:: ROWS ::
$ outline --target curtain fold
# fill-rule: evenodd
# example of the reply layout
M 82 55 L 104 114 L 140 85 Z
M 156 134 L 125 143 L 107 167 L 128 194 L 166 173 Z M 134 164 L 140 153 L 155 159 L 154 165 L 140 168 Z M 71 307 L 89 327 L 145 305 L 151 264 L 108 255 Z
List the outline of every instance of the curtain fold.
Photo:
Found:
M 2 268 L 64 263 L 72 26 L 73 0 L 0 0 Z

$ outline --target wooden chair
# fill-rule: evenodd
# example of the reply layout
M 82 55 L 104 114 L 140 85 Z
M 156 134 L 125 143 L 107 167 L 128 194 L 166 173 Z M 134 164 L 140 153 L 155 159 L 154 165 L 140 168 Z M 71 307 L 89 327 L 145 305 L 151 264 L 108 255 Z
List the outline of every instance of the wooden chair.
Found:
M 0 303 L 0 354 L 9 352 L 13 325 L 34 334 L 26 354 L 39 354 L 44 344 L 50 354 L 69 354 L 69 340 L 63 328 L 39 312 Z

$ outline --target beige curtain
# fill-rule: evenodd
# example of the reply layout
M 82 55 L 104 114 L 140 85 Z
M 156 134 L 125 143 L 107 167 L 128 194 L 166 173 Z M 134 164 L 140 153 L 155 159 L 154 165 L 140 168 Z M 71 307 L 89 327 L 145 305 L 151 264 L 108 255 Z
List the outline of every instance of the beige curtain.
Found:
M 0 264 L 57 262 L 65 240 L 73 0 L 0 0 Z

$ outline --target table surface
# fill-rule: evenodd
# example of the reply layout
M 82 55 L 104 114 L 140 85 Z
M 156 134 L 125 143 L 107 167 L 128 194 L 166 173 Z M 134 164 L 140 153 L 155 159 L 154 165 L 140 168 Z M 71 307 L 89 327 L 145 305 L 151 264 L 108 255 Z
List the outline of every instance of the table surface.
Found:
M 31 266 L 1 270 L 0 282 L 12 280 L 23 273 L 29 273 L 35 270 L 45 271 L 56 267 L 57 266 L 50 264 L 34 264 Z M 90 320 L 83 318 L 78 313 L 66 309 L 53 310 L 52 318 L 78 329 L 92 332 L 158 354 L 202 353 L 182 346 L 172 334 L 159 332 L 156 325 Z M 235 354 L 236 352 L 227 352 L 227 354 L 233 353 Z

:: DO THIS ::
Write out again everything from the line containing "--target wooden chair" down to the line containing "M 0 264 L 57 262 L 65 240 L 73 0 L 0 0 Z", both included. Add 124 to each coordinate in the answer outlines, and leave every other line, including the sample layouts, unchanged.

:: ANSWER FOR THIS EXERCISE ::
$ outline --target wooden chair
# fill-rule: evenodd
# example of the reply layout
M 82 55 L 104 114 L 140 85 Z
M 156 134 L 125 143 L 107 167 L 128 194 L 166 173 Z M 134 164 L 140 153 L 155 159 L 154 165 L 140 168 Z M 71 307 L 89 327 L 145 305 L 151 264 L 108 255 Z
List the outline of every instance of the wooden chair.
Found:
M 124 427 L 124 478 L 133 476 L 137 449 L 158 458 L 150 478 L 163 478 L 168 468 L 174 478 L 193 478 L 193 464 L 187 452 L 163 436 Z

$ outline --target beige curtain
# fill-rule: evenodd
# example of the reply layout
M 82 55 L 104 114 L 140 85 Z
M 156 134 L 125 143 L 107 167 L 128 194 L 166 173 Z M 134 164 L 140 153 L 155 159 L 154 165 L 140 168 Z M 71 307 L 89 327 L 145 305 L 151 264 L 108 255 Z
List the outline of every instance of the beige curtain.
Found:
M 124 388 L 181 386 L 189 364 L 197 124 L 124 124 Z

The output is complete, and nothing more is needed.